Данный текст:
-----

Вообще, что может сравниться в своей прелести с нашими тогдашними прогулками по Петербургу? Или — с моими вечерними посещениями Ати. Для того, чтобы дойти от нашего дома до того дома на Канонерской, где жили родители Ати, не требовалось больше десяти минут. Перейдя через Крюков канал и пройдя домов пять-шесть по Екатерингофскому проспекту (наш дом тоже выходил одной стороной на Екатерингофский), я подходил к тому месту, где для сокращения пути я переплывал на ялике узкий Екатерининский канал, и тогда оказывался почти у начала Канонерской. Самое это переплытие имело в себе что-то мило-стародавнее. Обслуживали его трое мужиков: седой старик и два молодца; все трое ютились в крошечной избушке, построенной на одном из двух плотов, служивших пристанями; все трое были неизменно в красных рубашках и босые. После 11-ти вечера, когда я шел обратно домой, перевозчики уже спали; приходилось постучать в оконце избушки, и тотчас же выходил полусонный парень, он помогал мне вступить в свою лодочку (пестро раскрашенную), а затем достаточно было одного сильного толчка багром, чтобы отчалить от одной пристани и подплыть к противоположной. Плоты стояли у сходов, устроенных в гранитной набережной. Меня яличники принимали всегда (даже и в более поздний час) с особенным удовольствием, так как я платил не по тарифу (3 копейки), а награждая, не скупился на гривенники и пятиалтынные. Их промыслу был положен конец, когда как раз на месте перевоза, рядом с Эстонской православной церковью, был построен деревянный мост.

И еще раз, вспоминая наши тогдашние блуждания по соседним кварталам, я не могу не остановиться с умилением на всем том, что эти кварталы Коломны содержали в себе замечательного — начиная с чудесного собора Николы Морского, золотые маковки которого в белой ночи так торжественно блистали на фоне лиловатого востока, а высокая стройная колокольня тянулась в опрокинутом виде в тихо колеблющихся водах. Я подолгу мог любоваться, как это отражение колышется, плавно извивается, выпрямляется или дробится и распадается… Большой театр в это время уже не существовал (вернее, его ломали, и на месте этого «Храма Аполлона» воздвигалось уродливое здание Консерватории), но продолжал стоять нетронутым Мариинский театр, каким его построил дед. А как живописны были наши оба рынка: Литовский и Никольский с их бесчисленными аркадами, сводчатыми переходами и высокими красными крышами. Два из девяти мостов в нашем квартале, перекинутые через каналы — Крюковский, Екатерининский и Фонтанку, — все еще были украшены гранитными обелисками. Весной вся наша довольно пустынная и чуть провинциальная Коломна насыщалась дивно-горьковатым запахом только что распустившихся берез Никольского сада, а летом сладким, дурманящим ароматом цветущей липы.

-----

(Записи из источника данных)
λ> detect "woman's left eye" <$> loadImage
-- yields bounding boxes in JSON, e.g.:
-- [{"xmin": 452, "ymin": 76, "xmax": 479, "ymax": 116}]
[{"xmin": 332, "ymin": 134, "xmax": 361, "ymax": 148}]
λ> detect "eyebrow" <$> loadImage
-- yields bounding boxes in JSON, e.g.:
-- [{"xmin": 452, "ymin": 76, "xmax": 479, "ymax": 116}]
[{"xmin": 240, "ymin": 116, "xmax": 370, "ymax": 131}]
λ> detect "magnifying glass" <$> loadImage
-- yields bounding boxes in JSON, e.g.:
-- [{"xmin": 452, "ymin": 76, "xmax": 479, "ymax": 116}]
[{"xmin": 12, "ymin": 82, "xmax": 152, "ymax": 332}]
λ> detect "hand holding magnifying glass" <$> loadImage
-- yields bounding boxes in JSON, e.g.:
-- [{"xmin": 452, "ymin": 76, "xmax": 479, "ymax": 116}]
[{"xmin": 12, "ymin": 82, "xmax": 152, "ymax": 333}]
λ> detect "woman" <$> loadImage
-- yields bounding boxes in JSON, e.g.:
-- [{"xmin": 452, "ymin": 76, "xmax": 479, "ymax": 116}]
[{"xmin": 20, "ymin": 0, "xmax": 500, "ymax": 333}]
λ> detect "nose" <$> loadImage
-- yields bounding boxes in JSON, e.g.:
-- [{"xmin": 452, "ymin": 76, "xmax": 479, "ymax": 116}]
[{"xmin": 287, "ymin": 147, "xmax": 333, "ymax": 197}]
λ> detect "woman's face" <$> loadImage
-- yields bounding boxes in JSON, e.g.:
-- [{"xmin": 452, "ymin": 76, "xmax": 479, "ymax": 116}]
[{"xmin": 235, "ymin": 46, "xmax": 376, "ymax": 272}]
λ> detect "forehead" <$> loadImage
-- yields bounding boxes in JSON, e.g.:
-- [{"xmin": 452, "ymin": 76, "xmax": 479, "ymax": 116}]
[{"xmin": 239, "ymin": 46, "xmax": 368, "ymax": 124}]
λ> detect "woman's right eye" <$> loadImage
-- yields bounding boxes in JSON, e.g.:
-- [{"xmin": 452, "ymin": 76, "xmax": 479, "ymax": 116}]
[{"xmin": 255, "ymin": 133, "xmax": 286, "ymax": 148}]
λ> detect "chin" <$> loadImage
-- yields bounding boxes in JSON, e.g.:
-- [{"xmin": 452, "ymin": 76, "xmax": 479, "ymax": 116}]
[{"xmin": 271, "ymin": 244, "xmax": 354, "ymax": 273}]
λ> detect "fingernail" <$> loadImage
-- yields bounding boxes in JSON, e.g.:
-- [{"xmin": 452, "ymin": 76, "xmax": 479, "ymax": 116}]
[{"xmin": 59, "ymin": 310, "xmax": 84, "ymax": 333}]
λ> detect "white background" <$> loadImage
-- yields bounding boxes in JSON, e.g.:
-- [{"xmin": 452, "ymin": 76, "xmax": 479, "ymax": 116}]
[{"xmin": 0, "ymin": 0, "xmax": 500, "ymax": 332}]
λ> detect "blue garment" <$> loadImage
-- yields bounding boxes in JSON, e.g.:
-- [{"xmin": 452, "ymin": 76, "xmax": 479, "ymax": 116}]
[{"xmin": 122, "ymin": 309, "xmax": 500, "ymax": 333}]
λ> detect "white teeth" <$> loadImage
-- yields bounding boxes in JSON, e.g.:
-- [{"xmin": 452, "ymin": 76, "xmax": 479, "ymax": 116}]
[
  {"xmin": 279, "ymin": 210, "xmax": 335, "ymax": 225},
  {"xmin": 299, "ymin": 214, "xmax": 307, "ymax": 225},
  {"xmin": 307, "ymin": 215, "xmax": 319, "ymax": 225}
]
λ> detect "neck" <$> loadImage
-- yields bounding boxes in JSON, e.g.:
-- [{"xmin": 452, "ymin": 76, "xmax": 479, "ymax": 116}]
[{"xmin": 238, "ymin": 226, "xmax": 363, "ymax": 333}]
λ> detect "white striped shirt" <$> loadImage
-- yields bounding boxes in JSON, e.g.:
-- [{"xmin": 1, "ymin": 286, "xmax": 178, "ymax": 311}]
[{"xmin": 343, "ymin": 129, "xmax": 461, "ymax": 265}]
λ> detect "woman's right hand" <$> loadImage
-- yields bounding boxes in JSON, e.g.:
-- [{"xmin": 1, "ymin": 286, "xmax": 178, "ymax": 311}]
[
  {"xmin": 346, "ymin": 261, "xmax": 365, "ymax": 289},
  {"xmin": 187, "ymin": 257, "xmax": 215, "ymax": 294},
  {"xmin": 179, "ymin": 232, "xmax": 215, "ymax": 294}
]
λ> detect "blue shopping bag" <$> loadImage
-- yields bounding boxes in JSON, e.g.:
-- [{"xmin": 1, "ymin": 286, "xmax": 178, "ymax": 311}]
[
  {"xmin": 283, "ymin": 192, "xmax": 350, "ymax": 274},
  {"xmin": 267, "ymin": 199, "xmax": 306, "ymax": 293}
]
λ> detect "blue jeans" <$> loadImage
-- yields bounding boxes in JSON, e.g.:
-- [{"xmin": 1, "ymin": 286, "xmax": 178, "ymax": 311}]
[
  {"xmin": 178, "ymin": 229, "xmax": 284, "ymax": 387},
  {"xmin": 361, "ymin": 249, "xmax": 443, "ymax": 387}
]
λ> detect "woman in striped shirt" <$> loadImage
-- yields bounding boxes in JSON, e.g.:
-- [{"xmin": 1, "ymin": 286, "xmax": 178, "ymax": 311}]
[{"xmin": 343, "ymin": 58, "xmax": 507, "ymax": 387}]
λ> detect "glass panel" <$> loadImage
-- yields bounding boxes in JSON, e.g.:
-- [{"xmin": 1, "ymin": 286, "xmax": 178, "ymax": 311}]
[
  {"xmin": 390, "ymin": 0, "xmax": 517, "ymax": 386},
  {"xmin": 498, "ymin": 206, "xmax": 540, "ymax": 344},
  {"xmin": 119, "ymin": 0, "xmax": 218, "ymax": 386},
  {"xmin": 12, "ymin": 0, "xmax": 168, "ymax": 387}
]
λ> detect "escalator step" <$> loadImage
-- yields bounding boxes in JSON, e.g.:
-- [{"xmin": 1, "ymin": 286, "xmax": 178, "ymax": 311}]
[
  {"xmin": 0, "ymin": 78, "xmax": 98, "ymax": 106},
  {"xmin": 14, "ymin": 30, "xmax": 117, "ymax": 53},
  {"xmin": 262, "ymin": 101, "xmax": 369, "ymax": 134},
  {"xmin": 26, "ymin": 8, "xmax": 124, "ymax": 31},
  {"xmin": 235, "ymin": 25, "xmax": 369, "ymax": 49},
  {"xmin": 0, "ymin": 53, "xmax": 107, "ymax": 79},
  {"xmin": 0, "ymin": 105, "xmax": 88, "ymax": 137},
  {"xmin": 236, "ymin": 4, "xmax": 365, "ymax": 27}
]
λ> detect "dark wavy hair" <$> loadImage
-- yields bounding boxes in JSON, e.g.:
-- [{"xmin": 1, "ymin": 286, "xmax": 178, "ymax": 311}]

-----

Задания к выполнению:
1. Сколько, согласно тексту о прогулках по Коломне, стоил по тарифу перевоз на ялике через Екатерининский канал?
2. Покажите все строки записей, в которых встречается слово «woman».

Готовые решения:
1. По тарифу перевоз стоил 3 копейки.

2.
λ> detect "woman's left eye" <$> loadImage
λ> detect "woman" <$> loadImage
λ> detect "woman's face" <$> loadImage
λ> detect "woman's right eye" <$> loadImage
λ> detect "woman's right hand" <$> loadImage
λ> detect "woman in striped shirt" <$> loadImage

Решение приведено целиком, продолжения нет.